Your instructions:
Could you restate the entries below word for word and leave the images out?

Image point grounding data:
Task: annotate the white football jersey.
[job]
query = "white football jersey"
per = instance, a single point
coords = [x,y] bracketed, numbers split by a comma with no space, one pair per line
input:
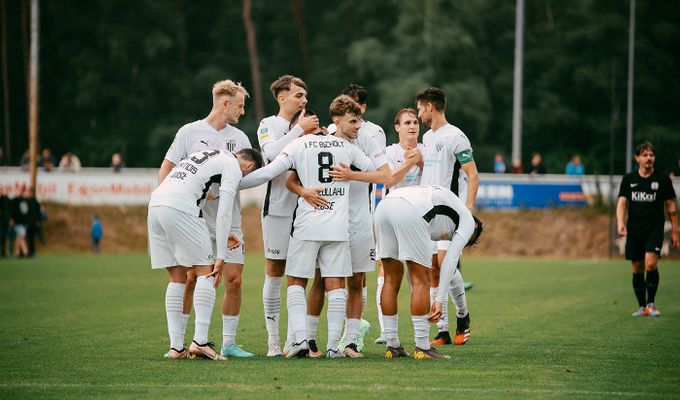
[312,157]
[446,150]
[200,135]
[273,134]
[188,183]
[395,158]
[361,193]
[438,206]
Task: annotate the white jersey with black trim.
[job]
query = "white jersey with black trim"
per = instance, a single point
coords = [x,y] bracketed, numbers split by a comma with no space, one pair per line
[273,135]
[361,193]
[438,206]
[312,157]
[200,135]
[188,183]
[395,158]
[446,149]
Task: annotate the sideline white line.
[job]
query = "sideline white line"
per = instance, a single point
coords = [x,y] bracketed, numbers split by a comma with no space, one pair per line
[259,387]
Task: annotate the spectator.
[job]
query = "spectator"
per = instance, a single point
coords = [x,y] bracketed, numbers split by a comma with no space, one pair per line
[517,167]
[96,233]
[20,209]
[4,220]
[117,162]
[575,166]
[537,167]
[25,161]
[499,166]
[46,160]
[69,162]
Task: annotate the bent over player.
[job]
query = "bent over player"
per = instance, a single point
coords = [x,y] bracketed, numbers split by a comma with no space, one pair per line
[179,238]
[406,221]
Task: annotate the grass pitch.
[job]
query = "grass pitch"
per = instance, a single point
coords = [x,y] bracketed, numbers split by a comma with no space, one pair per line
[83,326]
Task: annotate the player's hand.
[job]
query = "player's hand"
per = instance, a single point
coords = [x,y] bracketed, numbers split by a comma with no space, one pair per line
[435,312]
[217,272]
[312,196]
[233,242]
[308,124]
[341,172]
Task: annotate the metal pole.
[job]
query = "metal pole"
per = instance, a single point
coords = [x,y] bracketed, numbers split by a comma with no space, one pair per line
[631,66]
[517,92]
[33,94]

Answer box:
Task: annotate the white football jersey.
[job]
query = "white football jersey"
per = instance, a single point
coords = [x,y] bracketed, numbers split by a comma with no space, one pair per line
input:
[312,157]
[446,150]
[200,135]
[273,134]
[188,183]
[395,158]
[361,193]
[438,206]
Task: annotate the white jersey with black trim.
[job]
query = "white jersey with black trim"
per = instance, a single point
coords = [x,y] bracketed, numbers split by a comma with no space, one pair per line
[273,135]
[361,193]
[438,206]
[312,157]
[200,135]
[188,183]
[395,158]
[446,149]
Task: annotate the sideline white line.
[job]
query = "sideline white line"
per = instance, a single point
coords = [x,y] bracketed, numbers split by a comma with no space, one pair per line
[259,387]
Task: annotate the spectator.
[job]
query = "spectator"
per = instance, a single point
coords = [x,y] bracketed, numbers split by a comma with no space, one pair per line
[517,167]
[96,233]
[20,209]
[4,220]
[117,162]
[575,166]
[537,167]
[25,161]
[499,166]
[46,160]
[69,162]
Task: annotate the bent over player.
[job]
query = "bent over player"
per = instance, a single point
coords = [x,y] bracketed, numbers split by a comma with no space, one pair per line
[179,238]
[406,221]
Task: annotate the grass pitch.
[job]
query = "grass pitch"
per = instance, a single point
coords = [x,y] bracketed, numbers split by a comma with no space, one pair per line
[83,326]
Task: annotate the player's hand.
[job]
query = "player's hand"
per = instance, a single point
coords = [x,y] bracketed, numbers split by a comma with no space, one pair per line
[435,312]
[217,272]
[312,196]
[233,242]
[308,124]
[341,172]
Task: annotate the metal pole.
[job]
query = "metal pole"
per = instance, a single point
coords = [x,y] bracketed, numbers split by a comma with no space, one pair per line
[631,66]
[517,92]
[33,94]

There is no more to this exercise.